'''

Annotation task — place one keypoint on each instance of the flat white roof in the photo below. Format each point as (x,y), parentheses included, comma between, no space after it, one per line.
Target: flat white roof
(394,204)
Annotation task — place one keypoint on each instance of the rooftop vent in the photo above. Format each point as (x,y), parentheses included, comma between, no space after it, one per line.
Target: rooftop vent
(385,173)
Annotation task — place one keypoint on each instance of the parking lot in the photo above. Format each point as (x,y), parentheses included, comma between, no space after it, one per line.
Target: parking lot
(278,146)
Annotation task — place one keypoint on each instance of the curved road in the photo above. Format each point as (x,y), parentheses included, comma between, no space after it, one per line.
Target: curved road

'''

__EXERCISE GOAL__: Reproduce every row above, requests included, with each coordinate in the answers scaled by 0.95 and rounded to the nearest whole number, with halves rounded up.

__TASK SOLUTION__:
Annotation task — place one keypoint on each instance of the flat white roof in the photo below. Format each point as (x,y), parentheses included, comma between, no space after it, one per line.
Target: flat white roof
(374,194)
Annotation task — place one keypoint on each instance of the rooftop vent in the photo above. Format each point as (x,y), parentheses included, comma between, no space after it, one per line.
Target: rooftop vent
(366,164)
Annotation task — place one keypoint on each instance of the parking lot in the photo above. Format each point as (x,y), parentheses included, comma between, no space after it, one per line.
Target: parking lot
(264,139)
Annotation task — place one keypoint on each instance of the curved road in the photo above. Format each point as (x,y), parentheses included, comma between, no space after it, one per line.
Target: curved road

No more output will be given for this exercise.